Stored data entries
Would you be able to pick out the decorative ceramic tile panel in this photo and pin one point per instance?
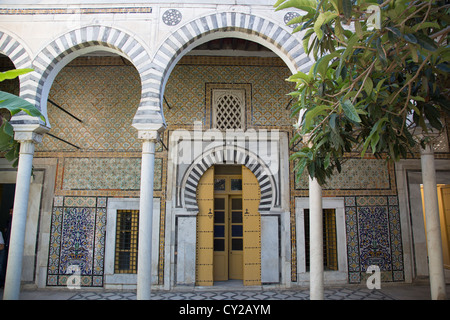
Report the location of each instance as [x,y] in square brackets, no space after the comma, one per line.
[106,173]
[104,98]
[77,245]
[374,237]
[356,174]
[77,239]
[185,90]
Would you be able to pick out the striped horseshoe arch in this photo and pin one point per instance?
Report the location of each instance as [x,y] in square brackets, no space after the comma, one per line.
[62,50]
[245,25]
[228,155]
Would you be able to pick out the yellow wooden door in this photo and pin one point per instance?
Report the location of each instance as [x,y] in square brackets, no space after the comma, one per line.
[443,191]
[444,214]
[236,235]
[220,237]
[205,224]
[251,196]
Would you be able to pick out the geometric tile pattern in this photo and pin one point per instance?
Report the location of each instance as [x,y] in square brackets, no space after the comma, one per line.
[106,107]
[185,92]
[77,238]
[218,295]
[373,237]
[367,174]
[106,173]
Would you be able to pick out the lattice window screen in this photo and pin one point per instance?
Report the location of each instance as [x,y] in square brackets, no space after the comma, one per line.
[228,109]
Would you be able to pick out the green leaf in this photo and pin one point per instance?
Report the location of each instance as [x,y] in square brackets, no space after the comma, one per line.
[348,50]
[16,104]
[347,8]
[305,5]
[11,74]
[380,50]
[350,111]
[368,86]
[321,65]
[311,114]
[426,42]
[374,131]
[323,18]
[410,38]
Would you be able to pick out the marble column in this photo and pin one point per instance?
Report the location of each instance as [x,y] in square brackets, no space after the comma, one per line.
[433,229]
[27,141]
[316,270]
[144,276]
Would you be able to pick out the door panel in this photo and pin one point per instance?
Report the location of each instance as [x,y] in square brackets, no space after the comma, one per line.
[205,223]
[221,238]
[236,238]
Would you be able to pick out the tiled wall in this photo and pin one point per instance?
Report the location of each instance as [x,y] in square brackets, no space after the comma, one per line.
[107,164]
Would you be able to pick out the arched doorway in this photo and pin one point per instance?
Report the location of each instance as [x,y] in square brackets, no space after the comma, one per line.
[228,226]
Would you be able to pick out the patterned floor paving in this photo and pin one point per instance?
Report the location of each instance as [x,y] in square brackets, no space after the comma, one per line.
[329,294]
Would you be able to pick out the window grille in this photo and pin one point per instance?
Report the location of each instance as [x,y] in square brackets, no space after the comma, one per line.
[228,109]
[330,261]
[126,241]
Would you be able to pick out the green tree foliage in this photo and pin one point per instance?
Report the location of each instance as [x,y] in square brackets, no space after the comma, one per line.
[379,77]
[9,106]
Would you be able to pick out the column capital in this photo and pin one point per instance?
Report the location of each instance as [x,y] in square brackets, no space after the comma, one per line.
[29,132]
[149,132]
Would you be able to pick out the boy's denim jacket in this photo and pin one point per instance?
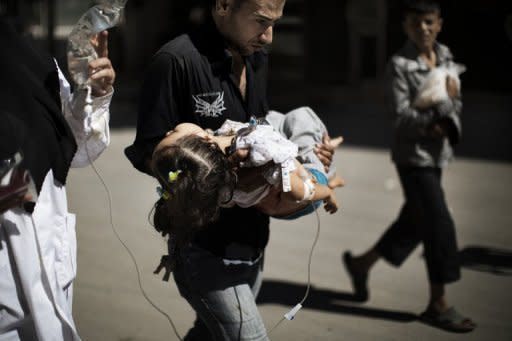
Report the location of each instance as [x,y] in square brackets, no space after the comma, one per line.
[413,144]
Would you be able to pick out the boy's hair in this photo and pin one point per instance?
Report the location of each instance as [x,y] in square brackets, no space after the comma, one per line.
[203,179]
[421,6]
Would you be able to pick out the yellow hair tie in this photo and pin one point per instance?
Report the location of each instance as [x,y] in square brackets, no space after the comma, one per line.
[173,176]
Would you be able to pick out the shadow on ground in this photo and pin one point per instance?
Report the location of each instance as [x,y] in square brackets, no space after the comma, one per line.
[486,259]
[289,294]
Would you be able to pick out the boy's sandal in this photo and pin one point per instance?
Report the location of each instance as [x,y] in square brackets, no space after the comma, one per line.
[359,279]
[450,320]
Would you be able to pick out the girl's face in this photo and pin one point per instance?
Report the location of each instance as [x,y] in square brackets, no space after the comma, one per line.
[181,130]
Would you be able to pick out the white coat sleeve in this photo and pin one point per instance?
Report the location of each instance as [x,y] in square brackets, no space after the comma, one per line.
[92,133]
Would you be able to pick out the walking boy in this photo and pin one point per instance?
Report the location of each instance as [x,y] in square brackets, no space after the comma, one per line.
[422,146]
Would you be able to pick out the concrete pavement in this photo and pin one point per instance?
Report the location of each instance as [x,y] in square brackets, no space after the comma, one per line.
[109,306]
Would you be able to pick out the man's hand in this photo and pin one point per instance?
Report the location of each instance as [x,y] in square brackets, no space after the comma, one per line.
[331,204]
[326,149]
[238,157]
[451,87]
[101,72]
[438,131]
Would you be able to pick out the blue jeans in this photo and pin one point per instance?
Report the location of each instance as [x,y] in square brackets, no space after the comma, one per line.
[223,296]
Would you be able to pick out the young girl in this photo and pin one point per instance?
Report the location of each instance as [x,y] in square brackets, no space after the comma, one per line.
[197,176]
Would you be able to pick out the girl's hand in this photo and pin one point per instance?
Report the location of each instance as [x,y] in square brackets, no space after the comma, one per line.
[325,150]
[331,204]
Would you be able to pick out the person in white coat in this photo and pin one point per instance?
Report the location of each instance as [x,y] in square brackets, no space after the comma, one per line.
[42,121]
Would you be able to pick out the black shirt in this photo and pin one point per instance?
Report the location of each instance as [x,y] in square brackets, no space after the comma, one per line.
[189,80]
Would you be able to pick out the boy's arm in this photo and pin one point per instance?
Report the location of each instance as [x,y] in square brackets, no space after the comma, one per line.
[409,121]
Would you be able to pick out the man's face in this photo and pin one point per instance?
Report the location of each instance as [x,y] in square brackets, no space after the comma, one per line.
[248,27]
[423,29]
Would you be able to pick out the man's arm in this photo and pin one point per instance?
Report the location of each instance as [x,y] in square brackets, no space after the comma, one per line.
[159,109]
[91,131]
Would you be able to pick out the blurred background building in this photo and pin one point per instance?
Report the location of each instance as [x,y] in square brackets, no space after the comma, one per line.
[328,54]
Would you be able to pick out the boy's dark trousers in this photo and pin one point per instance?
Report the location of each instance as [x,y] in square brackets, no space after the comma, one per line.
[424,218]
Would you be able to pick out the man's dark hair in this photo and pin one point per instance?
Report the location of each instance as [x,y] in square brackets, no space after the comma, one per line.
[237,3]
[421,6]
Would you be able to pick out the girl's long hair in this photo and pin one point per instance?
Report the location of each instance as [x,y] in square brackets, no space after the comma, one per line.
[205,180]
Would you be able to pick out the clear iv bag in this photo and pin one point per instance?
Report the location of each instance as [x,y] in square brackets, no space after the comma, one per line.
[80,52]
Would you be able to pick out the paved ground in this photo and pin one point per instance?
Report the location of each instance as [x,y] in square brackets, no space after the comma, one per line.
[109,306]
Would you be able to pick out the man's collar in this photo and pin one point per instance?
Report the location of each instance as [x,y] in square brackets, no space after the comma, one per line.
[212,44]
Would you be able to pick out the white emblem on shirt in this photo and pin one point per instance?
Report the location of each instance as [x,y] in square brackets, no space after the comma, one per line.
[210,104]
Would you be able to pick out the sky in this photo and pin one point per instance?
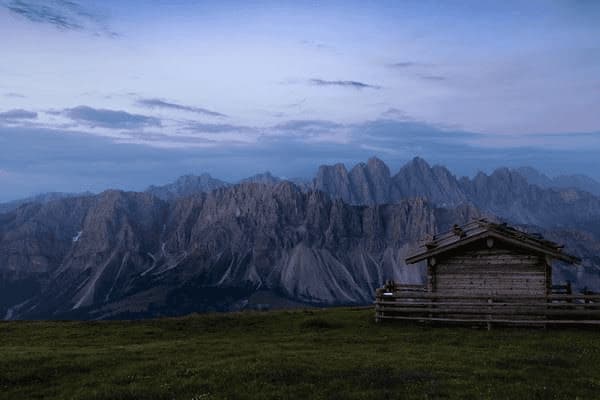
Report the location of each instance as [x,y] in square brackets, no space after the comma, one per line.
[115,94]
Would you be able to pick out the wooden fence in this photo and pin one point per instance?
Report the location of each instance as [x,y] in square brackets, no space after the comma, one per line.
[413,302]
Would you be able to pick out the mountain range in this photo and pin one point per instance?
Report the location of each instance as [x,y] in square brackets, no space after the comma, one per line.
[202,244]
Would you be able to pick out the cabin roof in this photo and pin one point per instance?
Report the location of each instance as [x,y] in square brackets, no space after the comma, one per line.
[478,229]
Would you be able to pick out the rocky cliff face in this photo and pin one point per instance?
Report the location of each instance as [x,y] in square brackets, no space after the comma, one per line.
[133,254]
[579,182]
[187,185]
[178,249]
[504,193]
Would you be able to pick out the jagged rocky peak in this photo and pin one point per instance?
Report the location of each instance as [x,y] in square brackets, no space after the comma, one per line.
[264,177]
[334,180]
[418,178]
[187,185]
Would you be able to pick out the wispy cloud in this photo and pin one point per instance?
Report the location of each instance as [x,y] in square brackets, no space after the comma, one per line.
[404,64]
[433,77]
[114,119]
[199,127]
[63,14]
[347,84]
[17,114]
[14,95]
[158,103]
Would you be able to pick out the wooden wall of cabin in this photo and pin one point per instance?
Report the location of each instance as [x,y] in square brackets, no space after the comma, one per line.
[495,271]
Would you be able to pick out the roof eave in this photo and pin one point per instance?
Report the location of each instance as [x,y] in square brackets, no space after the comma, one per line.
[440,250]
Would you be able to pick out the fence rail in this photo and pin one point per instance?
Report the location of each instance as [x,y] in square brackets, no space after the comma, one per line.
[415,303]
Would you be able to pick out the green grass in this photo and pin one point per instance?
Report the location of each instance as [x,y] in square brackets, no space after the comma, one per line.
[316,354]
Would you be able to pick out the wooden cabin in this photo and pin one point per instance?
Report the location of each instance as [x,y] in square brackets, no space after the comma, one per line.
[487,272]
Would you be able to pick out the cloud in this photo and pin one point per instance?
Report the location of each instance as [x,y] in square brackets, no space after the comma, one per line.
[14,95]
[433,77]
[17,114]
[395,113]
[109,118]
[307,125]
[200,127]
[347,84]
[62,14]
[158,103]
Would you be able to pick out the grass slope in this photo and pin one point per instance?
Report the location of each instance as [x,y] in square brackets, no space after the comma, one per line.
[316,354]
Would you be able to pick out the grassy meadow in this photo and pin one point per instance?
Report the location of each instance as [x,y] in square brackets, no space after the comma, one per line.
[306,354]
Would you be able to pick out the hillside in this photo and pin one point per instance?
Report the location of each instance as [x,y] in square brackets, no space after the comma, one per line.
[317,354]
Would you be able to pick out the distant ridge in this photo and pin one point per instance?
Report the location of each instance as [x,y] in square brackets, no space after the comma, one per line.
[576,181]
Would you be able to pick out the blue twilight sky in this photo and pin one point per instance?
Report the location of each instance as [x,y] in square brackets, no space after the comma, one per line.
[129,93]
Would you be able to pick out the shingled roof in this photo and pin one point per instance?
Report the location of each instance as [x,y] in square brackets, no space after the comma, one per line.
[483,229]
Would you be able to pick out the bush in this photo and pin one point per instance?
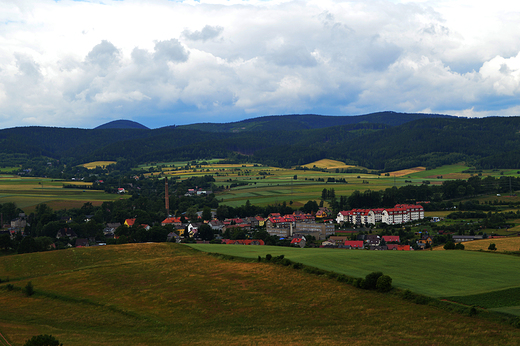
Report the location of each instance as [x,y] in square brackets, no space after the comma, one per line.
[370,281]
[43,340]
[297,266]
[459,246]
[449,246]
[408,295]
[29,289]
[384,283]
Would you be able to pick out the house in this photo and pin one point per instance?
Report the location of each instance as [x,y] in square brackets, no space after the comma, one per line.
[391,239]
[372,240]
[462,238]
[299,241]
[173,237]
[129,222]
[216,225]
[174,221]
[426,239]
[355,244]
[66,233]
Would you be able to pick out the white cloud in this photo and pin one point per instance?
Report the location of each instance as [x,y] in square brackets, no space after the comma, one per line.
[71,63]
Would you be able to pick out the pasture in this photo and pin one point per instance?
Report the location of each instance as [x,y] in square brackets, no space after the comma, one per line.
[27,193]
[264,185]
[432,273]
[102,164]
[169,294]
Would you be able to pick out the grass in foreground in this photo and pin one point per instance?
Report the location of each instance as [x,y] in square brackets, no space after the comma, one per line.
[432,273]
[167,294]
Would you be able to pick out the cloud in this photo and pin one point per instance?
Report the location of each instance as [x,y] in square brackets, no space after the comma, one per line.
[207,33]
[103,55]
[71,63]
[170,50]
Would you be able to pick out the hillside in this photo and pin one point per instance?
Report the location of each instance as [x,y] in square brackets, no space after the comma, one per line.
[121,124]
[168,294]
[308,122]
[425,142]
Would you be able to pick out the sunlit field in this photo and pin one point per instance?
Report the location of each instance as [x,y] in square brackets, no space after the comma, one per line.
[169,294]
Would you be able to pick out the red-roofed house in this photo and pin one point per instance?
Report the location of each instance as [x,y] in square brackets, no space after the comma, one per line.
[355,244]
[391,238]
[129,222]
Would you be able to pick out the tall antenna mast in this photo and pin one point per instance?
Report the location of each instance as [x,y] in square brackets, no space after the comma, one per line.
[166,197]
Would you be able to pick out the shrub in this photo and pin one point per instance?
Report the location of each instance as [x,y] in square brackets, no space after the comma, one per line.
[449,246]
[384,283]
[43,340]
[29,289]
[408,295]
[459,246]
[297,266]
[370,281]
[473,311]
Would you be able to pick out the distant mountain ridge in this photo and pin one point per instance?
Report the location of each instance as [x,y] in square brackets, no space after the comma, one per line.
[309,121]
[121,124]
[385,141]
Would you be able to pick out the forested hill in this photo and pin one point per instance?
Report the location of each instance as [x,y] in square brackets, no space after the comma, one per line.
[429,141]
[309,121]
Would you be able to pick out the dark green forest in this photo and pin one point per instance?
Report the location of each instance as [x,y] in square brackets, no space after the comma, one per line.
[382,141]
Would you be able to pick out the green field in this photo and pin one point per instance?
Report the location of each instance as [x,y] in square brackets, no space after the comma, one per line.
[432,273]
[169,294]
[29,192]
[263,185]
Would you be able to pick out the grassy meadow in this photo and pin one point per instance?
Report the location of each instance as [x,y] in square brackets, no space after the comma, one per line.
[27,193]
[263,185]
[102,164]
[170,294]
[432,273]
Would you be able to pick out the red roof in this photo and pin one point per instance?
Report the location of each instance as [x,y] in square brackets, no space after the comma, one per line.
[354,243]
[391,238]
[170,220]
[244,241]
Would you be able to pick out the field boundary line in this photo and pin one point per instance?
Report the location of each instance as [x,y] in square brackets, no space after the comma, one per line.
[4,341]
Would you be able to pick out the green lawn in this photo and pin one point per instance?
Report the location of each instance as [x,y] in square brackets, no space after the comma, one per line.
[169,294]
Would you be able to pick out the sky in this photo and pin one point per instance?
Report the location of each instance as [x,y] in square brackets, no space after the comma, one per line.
[160,63]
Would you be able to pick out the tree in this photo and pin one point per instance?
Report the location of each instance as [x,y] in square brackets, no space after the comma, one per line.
[205,232]
[206,213]
[459,246]
[370,281]
[449,246]
[43,340]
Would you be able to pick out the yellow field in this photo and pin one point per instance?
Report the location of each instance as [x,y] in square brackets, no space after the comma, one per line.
[328,164]
[92,165]
[403,172]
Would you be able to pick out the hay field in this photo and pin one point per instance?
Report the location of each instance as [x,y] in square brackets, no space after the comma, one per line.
[502,244]
[168,294]
[409,171]
[328,164]
[102,164]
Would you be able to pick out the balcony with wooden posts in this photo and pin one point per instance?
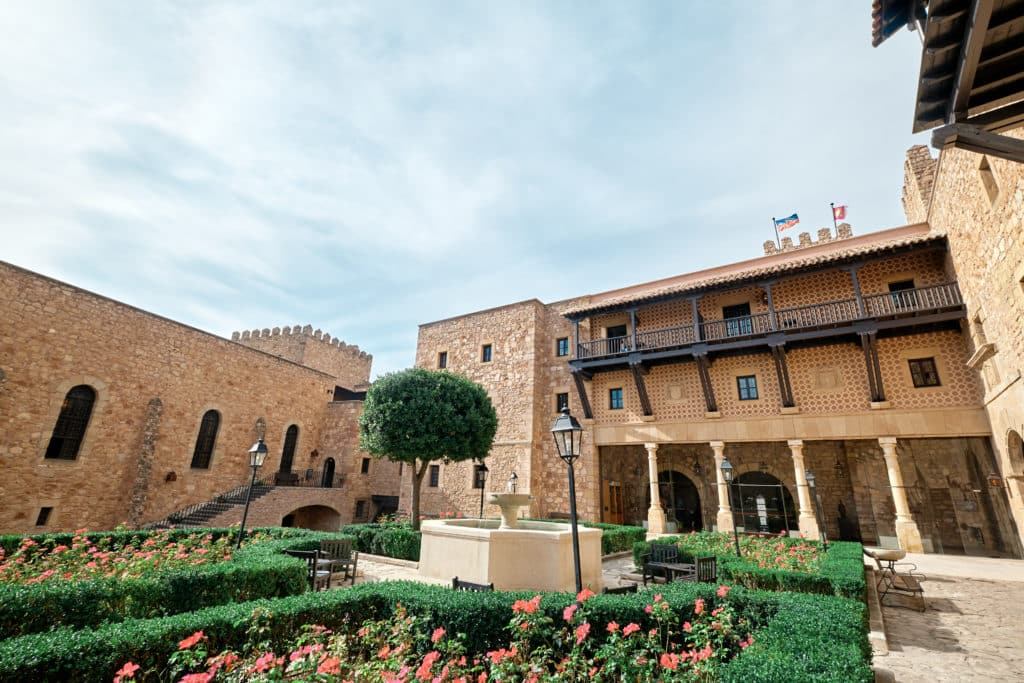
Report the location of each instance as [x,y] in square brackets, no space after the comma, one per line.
[923,305]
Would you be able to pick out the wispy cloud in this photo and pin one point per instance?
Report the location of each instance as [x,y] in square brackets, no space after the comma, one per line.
[366,167]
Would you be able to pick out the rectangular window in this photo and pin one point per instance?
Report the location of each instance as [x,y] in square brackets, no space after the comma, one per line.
[479,475]
[737,319]
[748,386]
[924,373]
[615,399]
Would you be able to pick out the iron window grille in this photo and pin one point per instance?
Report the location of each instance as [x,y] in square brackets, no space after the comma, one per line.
[74,418]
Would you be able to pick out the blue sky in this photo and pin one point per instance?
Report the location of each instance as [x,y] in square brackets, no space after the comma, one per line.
[368,167]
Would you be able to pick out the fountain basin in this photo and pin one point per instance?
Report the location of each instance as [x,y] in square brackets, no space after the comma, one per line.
[532,555]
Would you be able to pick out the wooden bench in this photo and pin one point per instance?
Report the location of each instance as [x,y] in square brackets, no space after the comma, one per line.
[895,577]
[460,585]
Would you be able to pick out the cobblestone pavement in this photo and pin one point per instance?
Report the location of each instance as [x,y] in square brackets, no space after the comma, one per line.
[973,630]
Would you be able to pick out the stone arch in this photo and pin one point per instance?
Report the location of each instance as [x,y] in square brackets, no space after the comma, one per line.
[318,517]
[753,487]
[681,500]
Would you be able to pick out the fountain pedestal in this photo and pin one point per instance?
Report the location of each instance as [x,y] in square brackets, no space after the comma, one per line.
[513,554]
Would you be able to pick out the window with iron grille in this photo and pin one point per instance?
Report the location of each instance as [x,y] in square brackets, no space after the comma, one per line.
[924,373]
[288,453]
[748,386]
[74,418]
[615,399]
[207,437]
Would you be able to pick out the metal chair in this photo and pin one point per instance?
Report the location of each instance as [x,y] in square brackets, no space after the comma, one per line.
[459,585]
[339,556]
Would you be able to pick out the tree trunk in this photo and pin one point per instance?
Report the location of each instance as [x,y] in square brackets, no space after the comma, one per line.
[418,473]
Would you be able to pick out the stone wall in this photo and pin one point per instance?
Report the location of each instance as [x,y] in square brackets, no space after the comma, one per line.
[134,464]
[312,348]
[978,202]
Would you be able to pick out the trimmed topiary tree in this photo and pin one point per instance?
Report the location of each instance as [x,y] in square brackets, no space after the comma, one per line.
[420,416]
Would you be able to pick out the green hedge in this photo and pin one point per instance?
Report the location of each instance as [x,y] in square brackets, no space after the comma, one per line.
[391,540]
[258,570]
[841,572]
[800,637]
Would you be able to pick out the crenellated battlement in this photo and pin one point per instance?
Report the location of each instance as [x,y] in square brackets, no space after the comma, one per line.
[312,348]
[296,332]
[843,231]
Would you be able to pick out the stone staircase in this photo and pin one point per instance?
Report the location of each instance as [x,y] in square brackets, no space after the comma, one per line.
[201,514]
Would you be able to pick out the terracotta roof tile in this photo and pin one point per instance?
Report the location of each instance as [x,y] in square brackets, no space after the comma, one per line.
[835,251]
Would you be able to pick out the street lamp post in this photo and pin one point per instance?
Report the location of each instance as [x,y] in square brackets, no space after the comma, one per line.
[481,475]
[817,514]
[727,475]
[568,437]
[257,455]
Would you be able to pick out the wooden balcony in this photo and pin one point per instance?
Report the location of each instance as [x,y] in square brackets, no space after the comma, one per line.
[905,307]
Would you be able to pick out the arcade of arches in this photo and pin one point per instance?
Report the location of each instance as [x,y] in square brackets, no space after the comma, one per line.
[926,495]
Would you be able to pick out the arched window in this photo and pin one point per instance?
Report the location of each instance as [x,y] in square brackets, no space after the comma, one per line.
[207,437]
[288,453]
[70,430]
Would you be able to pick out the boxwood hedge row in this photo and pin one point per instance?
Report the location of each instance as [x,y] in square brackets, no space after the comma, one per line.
[800,637]
[257,570]
[841,572]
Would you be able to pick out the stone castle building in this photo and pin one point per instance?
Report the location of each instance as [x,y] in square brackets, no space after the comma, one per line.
[112,415]
[854,357]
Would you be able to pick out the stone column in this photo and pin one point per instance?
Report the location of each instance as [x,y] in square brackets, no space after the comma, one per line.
[724,519]
[808,522]
[655,515]
[906,528]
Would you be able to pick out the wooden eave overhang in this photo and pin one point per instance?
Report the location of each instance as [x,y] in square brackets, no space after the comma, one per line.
[768,268]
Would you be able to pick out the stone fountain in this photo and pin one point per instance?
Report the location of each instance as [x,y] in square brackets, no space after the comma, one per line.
[514,554]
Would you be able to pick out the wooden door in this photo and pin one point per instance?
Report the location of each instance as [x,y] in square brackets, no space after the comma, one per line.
[612,502]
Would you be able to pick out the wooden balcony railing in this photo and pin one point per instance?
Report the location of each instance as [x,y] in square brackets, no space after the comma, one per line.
[830,313]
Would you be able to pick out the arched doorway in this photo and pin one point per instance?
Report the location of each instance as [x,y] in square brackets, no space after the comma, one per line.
[680,500]
[328,480]
[762,503]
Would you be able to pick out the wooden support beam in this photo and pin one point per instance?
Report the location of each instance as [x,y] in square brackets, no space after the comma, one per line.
[638,373]
[706,385]
[967,66]
[584,399]
[973,138]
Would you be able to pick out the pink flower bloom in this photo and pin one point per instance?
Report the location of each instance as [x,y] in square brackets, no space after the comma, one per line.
[190,640]
[127,671]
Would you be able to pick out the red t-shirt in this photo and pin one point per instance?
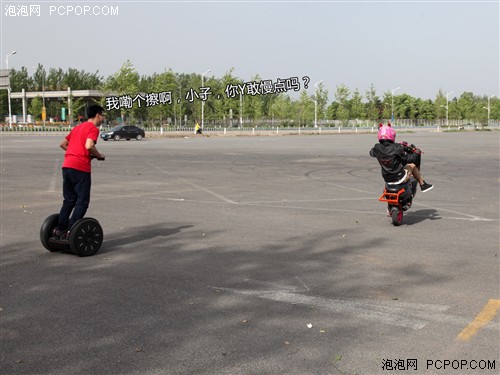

### What is expected
Output the data above exactly, beginning at its first line and ending with the line that holds "Would you be able to pick out the door". Leave out the pictures and add nothing.

### Solution to this exercise
Would you be able to pick out the decorative ceramic tile panel in this photo and pin one point per instance?
Report the location of each instance as [x,y] in square brackets, no space after the comma, one per line.
[106,173]
[104,98]
[77,245]
[374,237]
[356,174]
[77,239]
[185,90]
Would you be able to pick out the striped horseshoe arch in this photo and pin one point per instance?
Report the location of each instance as [x,y] in square brackets, no space after the comma, one per line.
[62,50]
[245,25]
[228,155]
Would you be able to pick out the yellow wooden door in this photo and pin one point per instance?
Report the location of each instance as [x,y] in square brackets, no space after the comma, one per line.
[443,191]
[444,214]
[236,235]
[220,237]
[205,224]
[251,196]
Would you be able to pick out the geometric tile pattern in this photo and pin one point per instance?
Report the location of each instance as [x,y] in square brackets, no space after the comma, one per line.
[106,107]
[185,92]
[77,238]
[218,295]
[373,237]
[367,174]
[106,173]
Would you be able to pick out the lattice window screen in this photo and pin one point per instance?
Report the location of each instance as [x,y] in square brackets, no space after the comma, one per line.
[228,109]
Would you be able to pick out the green leaf in this photo and pin one point per instance?
Report the location of each instance as [x,y] in square brackets, no space after the comma, one per line.
[348,50]
[16,104]
[347,8]
[305,5]
[11,74]
[380,50]
[350,111]
[368,86]
[321,65]
[311,114]
[426,42]
[374,131]
[323,18]
[410,38]
Would you be able to pick out the marble column in this photo and pin one point per instance?
Report the location of each instance as [x,y] in square brackets, no space after the comma, one per line.
[433,229]
[27,141]
[316,270]
[144,276]
Would you be able to pick out the door panel in this photo and pin one point per instance?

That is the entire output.